* _KUTIPAN SUMBER_:
····················

TEORI FEMINISME

A.    Teori Feminisme
Dalam dua dekade terakhir kelompok feminis memunculkan beberapa teori yang secara khusus menyoroti kedudukan perempuan dalam kehidupan masyarakat. Feminis berupaya menggugat kemapanan patriaki dalam berbagai bentuk stereotip jender lain yang bererkembang luas di dalam masyarakat.
Namun dalam kurun waktu lebih dari tiga dekade terlahir muncul hasil penelitian dan pemikiran yang terkait dengan komunikasi dan gender, salah satu yang terpenting adalah pemikiran Cheris Kramarae, sebagaiman Burke, Kramarae percaya bahwa instrumen utama bagi manusia untuk melihat dunia adalah bahasa. Kata dan kalimat yang terdapat dalam struktur pesan dan apa yang ada dipikiran manusia serta interaksi yang terjadi memberikan pengaruh besar dalam hal mengalami dunia.
Kramarae memberikan perhatian pada aspek gender terhadap bahasa dan ia mendalami bagamana pesan memperlakukan wanita dan pria secara berbeda. Menurutnya, tidak ada pengalaman manusia yang bebas dari pengaruh bahasa. Dikatakannya, we are trained to see two sexes. And then we do a lot work to continue to see only these two sexes. (kita dilatih untuk melihat adanya dua jenis kelamin hanya kepada dua jenis kelamin ini).
Sejak diturunkan, risalah Islam telah menyelamatkan perempuan dari rusaknya peradaban manusia yang tidak menghargai kaum hawa. Membunuh anak perempuan karena rasa malu, menjadikan wanita barang warisan, memperlakukan wanita hanya sebagai pemuas nafsu laki-laki dan sasaran pelampiasan kekerasan adalah hal yang ada hampir diseluruh dunia sebelum datang Islam.

····················

* _DATA TERSEDIA_:
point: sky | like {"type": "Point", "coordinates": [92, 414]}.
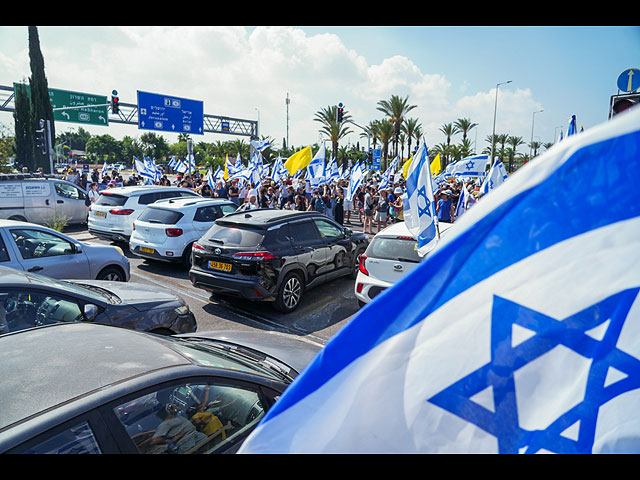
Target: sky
{"type": "Point", "coordinates": [447, 72]}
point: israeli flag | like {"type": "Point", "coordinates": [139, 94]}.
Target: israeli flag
{"type": "Point", "coordinates": [473, 166]}
{"type": "Point", "coordinates": [496, 176]}
{"type": "Point", "coordinates": [519, 333]}
{"type": "Point", "coordinates": [419, 203]}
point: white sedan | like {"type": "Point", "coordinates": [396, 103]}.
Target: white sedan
{"type": "Point", "coordinates": [391, 255]}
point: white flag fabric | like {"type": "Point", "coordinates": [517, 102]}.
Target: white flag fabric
{"type": "Point", "coordinates": [497, 176]}
{"type": "Point", "coordinates": [519, 333]}
{"type": "Point", "coordinates": [419, 204]}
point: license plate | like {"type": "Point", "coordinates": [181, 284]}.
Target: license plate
{"type": "Point", "coordinates": [220, 266]}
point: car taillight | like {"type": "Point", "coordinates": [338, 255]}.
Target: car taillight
{"type": "Point", "coordinates": [256, 255]}
{"type": "Point", "coordinates": [362, 267]}
{"type": "Point", "coordinates": [173, 232]}
{"type": "Point", "coordinates": [120, 211]}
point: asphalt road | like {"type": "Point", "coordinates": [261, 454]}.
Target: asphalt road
{"type": "Point", "coordinates": [323, 311]}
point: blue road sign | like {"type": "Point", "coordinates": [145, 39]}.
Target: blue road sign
{"type": "Point", "coordinates": [170, 114]}
{"type": "Point", "coordinates": [629, 80]}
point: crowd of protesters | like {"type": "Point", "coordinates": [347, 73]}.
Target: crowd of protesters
{"type": "Point", "coordinates": [374, 207]}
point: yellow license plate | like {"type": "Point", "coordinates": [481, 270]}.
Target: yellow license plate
{"type": "Point", "coordinates": [220, 266]}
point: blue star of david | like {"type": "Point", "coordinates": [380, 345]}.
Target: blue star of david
{"type": "Point", "coordinates": [422, 193]}
{"type": "Point", "coordinates": [550, 333]}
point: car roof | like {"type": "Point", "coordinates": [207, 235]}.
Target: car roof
{"type": "Point", "coordinates": [181, 202]}
{"type": "Point", "coordinates": [139, 189]}
{"type": "Point", "coordinates": [98, 355]}
{"type": "Point", "coordinates": [265, 217]}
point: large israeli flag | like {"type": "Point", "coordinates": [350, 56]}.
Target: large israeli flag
{"type": "Point", "coordinates": [519, 333]}
{"type": "Point", "coordinates": [418, 202]}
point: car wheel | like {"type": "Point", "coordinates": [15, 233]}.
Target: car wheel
{"type": "Point", "coordinates": [289, 293]}
{"type": "Point", "coordinates": [111, 274]}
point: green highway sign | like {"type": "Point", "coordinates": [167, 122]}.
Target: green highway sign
{"type": "Point", "coordinates": [78, 107]}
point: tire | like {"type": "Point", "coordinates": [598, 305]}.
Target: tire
{"type": "Point", "coordinates": [289, 293]}
{"type": "Point", "coordinates": [112, 274]}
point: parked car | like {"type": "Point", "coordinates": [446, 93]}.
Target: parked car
{"type": "Point", "coordinates": [274, 255]}
{"type": "Point", "coordinates": [392, 254]}
{"type": "Point", "coordinates": [29, 300]}
{"type": "Point", "coordinates": [166, 229]}
{"type": "Point", "coordinates": [40, 199]}
{"type": "Point", "coordinates": [39, 249]}
{"type": "Point", "coordinates": [98, 389]}
{"type": "Point", "coordinates": [112, 215]}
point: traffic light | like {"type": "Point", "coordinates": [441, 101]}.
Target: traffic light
{"type": "Point", "coordinates": [620, 103]}
{"type": "Point", "coordinates": [115, 104]}
{"type": "Point", "coordinates": [340, 112]}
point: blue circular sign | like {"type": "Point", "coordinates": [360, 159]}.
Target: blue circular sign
{"type": "Point", "coordinates": [629, 80]}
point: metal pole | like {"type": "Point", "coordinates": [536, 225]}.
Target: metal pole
{"type": "Point", "coordinates": [495, 108]}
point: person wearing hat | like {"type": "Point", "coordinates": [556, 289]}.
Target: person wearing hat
{"type": "Point", "coordinates": [444, 207]}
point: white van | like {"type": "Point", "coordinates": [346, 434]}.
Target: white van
{"type": "Point", "coordinates": [40, 199]}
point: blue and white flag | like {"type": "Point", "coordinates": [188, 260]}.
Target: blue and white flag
{"type": "Point", "coordinates": [418, 202]}
{"type": "Point", "coordinates": [474, 166]}
{"type": "Point", "coordinates": [496, 176]}
{"type": "Point", "coordinates": [519, 333]}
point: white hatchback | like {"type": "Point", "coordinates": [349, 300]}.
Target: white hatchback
{"type": "Point", "coordinates": [112, 215]}
{"type": "Point", "coordinates": [392, 254]}
{"type": "Point", "coordinates": [167, 229]}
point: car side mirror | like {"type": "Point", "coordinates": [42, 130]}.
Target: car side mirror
{"type": "Point", "coordinates": [90, 311]}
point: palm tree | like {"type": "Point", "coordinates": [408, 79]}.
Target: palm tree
{"type": "Point", "coordinates": [396, 109]}
{"type": "Point", "coordinates": [464, 125]}
{"type": "Point", "coordinates": [449, 129]}
{"type": "Point", "coordinates": [410, 127]}
{"type": "Point", "coordinates": [331, 127]}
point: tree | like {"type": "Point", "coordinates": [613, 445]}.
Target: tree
{"type": "Point", "coordinates": [333, 129]}
{"type": "Point", "coordinates": [396, 109]}
{"type": "Point", "coordinates": [41, 108]}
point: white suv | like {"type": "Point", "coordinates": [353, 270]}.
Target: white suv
{"type": "Point", "coordinates": [167, 229]}
{"type": "Point", "coordinates": [391, 255]}
{"type": "Point", "coordinates": [112, 215]}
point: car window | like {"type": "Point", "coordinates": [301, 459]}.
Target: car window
{"type": "Point", "coordinates": [37, 243]}
{"type": "Point", "coordinates": [160, 215]}
{"type": "Point", "coordinates": [402, 249]}
{"type": "Point", "coordinates": [68, 191]}
{"type": "Point", "coordinates": [328, 230]}
{"type": "Point", "coordinates": [4, 255]}
{"type": "Point", "coordinates": [25, 308]}
{"type": "Point", "coordinates": [76, 440]}
{"type": "Point", "coordinates": [303, 233]}
{"type": "Point", "coordinates": [190, 418]}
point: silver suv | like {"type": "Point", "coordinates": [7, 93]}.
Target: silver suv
{"type": "Point", "coordinates": [111, 217]}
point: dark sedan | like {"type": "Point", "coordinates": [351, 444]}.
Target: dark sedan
{"type": "Point", "coordinates": [274, 255]}
{"type": "Point", "coordinates": [29, 300]}
{"type": "Point", "coordinates": [87, 388]}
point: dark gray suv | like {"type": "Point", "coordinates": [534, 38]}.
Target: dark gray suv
{"type": "Point", "coordinates": [274, 255]}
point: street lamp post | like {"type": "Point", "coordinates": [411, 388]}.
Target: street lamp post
{"type": "Point", "coordinates": [532, 121]}
{"type": "Point", "coordinates": [495, 109]}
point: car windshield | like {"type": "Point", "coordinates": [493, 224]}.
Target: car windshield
{"type": "Point", "coordinates": [210, 353]}
{"type": "Point", "coordinates": [98, 294]}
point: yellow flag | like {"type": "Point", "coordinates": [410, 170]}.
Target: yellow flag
{"type": "Point", "coordinates": [436, 166]}
{"type": "Point", "coordinates": [405, 168]}
{"type": "Point", "coordinates": [298, 160]}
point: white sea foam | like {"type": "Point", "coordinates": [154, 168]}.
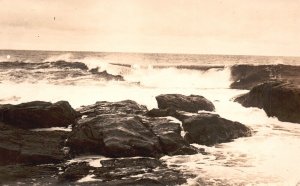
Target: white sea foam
{"type": "Point", "coordinates": [269, 157]}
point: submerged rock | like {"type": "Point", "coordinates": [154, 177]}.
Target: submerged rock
{"type": "Point", "coordinates": [125, 171]}
{"type": "Point", "coordinates": [278, 99]}
{"type": "Point", "coordinates": [249, 76]}
{"type": "Point", "coordinates": [104, 74]}
{"type": "Point", "coordinates": [210, 129]}
{"type": "Point", "coordinates": [23, 146]}
{"type": "Point", "coordinates": [192, 103]}
{"type": "Point", "coordinates": [38, 114]}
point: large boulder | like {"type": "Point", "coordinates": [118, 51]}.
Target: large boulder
{"type": "Point", "coordinates": [192, 103]}
{"type": "Point", "coordinates": [210, 129]}
{"type": "Point", "coordinates": [248, 76]}
{"type": "Point", "coordinates": [278, 99]}
{"type": "Point", "coordinates": [114, 136]}
{"type": "Point", "coordinates": [29, 174]}
{"type": "Point", "coordinates": [23, 146]}
{"type": "Point", "coordinates": [121, 128]}
{"type": "Point", "coordinates": [38, 114]}
{"type": "Point", "coordinates": [180, 115]}
{"type": "Point", "coordinates": [169, 135]}
{"type": "Point", "coordinates": [123, 171]}
{"type": "Point", "coordinates": [127, 107]}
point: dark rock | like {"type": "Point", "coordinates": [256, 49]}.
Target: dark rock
{"type": "Point", "coordinates": [22, 146]}
{"type": "Point", "coordinates": [278, 99]}
{"type": "Point", "coordinates": [170, 138]}
{"type": "Point", "coordinates": [21, 174]}
{"type": "Point", "coordinates": [104, 74]}
{"type": "Point", "coordinates": [120, 129]}
{"type": "Point", "coordinates": [210, 129]}
{"type": "Point", "coordinates": [125, 171]}
{"type": "Point", "coordinates": [180, 115]}
{"type": "Point", "coordinates": [38, 114]}
{"type": "Point", "coordinates": [75, 171]}
{"type": "Point", "coordinates": [248, 76]}
{"type": "Point", "coordinates": [192, 103]}
{"type": "Point", "coordinates": [127, 107]}
{"type": "Point", "coordinates": [114, 136]}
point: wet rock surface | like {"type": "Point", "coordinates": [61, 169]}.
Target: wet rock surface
{"type": "Point", "coordinates": [120, 129]}
{"type": "Point", "coordinates": [192, 103]}
{"type": "Point", "coordinates": [279, 99]}
{"type": "Point", "coordinates": [131, 138]}
{"type": "Point", "coordinates": [125, 171]}
{"type": "Point", "coordinates": [38, 114]}
{"type": "Point", "coordinates": [23, 146]}
{"type": "Point", "coordinates": [249, 76]}
{"type": "Point", "coordinates": [25, 174]}
{"type": "Point", "coordinates": [210, 129]}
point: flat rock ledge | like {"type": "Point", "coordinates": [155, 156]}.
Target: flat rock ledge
{"type": "Point", "coordinates": [277, 98]}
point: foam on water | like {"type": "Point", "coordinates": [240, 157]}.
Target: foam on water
{"type": "Point", "coordinates": [270, 156]}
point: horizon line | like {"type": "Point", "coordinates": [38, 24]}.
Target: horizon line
{"type": "Point", "coordinates": [166, 53]}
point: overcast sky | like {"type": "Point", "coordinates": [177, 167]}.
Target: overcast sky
{"type": "Point", "coordinates": [258, 27]}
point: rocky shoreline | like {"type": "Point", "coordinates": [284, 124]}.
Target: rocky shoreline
{"type": "Point", "coordinates": [273, 88]}
{"type": "Point", "coordinates": [130, 139]}
{"type": "Point", "coordinates": [125, 139]}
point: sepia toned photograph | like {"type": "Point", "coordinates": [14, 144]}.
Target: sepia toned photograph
{"type": "Point", "coordinates": [150, 92]}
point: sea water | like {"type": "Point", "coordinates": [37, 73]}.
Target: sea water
{"type": "Point", "coordinates": [269, 157]}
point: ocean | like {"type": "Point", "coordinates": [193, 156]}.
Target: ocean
{"type": "Point", "coordinates": [269, 157]}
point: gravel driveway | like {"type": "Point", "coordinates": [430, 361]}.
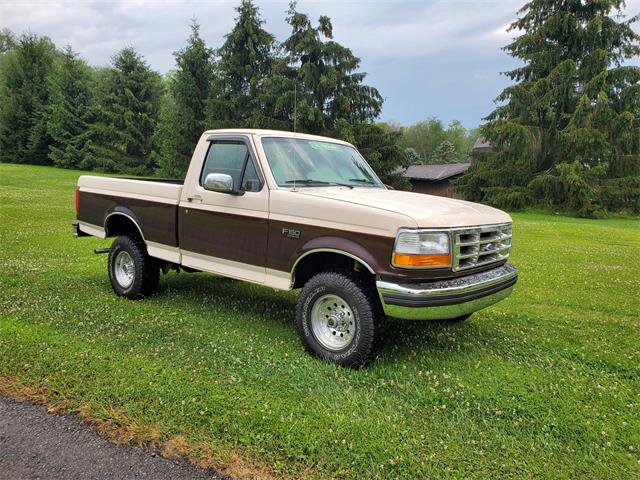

····················

* _SOAL_: Bagaimana teks tentang teori feminisme di atas berlanjut? Teruskan tulisannya, dimulai setelah kalimat terakhirnya.

* _HASIL LATIHAN_:
Islam datang mengangkat permpuan dari derajat yang demikian menjadi kaum yang sangat mulia, dengan beberapa keistimewaan. Memang Islam tidak mengekang perempuan. Islam memperbolehkan perempuan bebas berkiprah di ranah publik. Karena itu Islam mendorong perempuan untuk selalu mencari bekal untuk kemajuan dirinya tanpa mengesampingkan tabiat perempuannya. Misalnya: perempuan diwajibkan menuntut ilmu sama halnya dengan laki-laki, juga mereka diperbolehkan mengaplikasikan ilmunya di berbagai lapangan kehidupan selama tidak membahayakan harkat dan martabatnya.
Akan tetapi, pasca runtuhnya khilafah Islamiyah di Turki, umat Islam termasuk kaum muslimah mengalami kemunduran luar biasa diberbagai lapangan kehidupan. Perempuan mulai terambil kemulyaannya, mereka sedang dan telah teracuni dengan sistem yang sedang menguasai mereka, sistem sekular, yaitu upaya menyetarakan kedudukan laki-laki dan perempuan disegala bidang. Gagasan ini menghendaki agar perempuan diberi hak-hak yang setara dengan laki-laki (gender equality). Perempuan harus dibebaskan dari diskriminasi, dari beban-beban yang menghambat kemandirian, sekalipun dengan cara mereduksi nilai-nilai budaya dan agama, beban itu antara lain sebagai ibu, hamil, menyusui, mendidik anak dan mengatur urusan rumah tangga.
Gagasan tersebut  masuk ke dunia Islam, negeri Mesir, pada awal abad ke-20. Gagasan ini telah memberikan perubahan yang sangat tampak pada busana  perempuan  dan laki-laki. Kaum perempuan mulai terlihat dijalan-jalan, mereka tidak lagi tinggal di dalam rumah, mereka aktif di ranah publik.
Agaknya para aktivis perempuan Indonesia juga mengalami hal yang sama, dengan menobatkan R.A Kartini sebagai pejuang emansipasi. Mereka mengambarkannya sebagai sosok yang bersemangat memperjuangkan kaum perempuan agar mempunyai hal yang sama dan sejajar dengan laki-laki.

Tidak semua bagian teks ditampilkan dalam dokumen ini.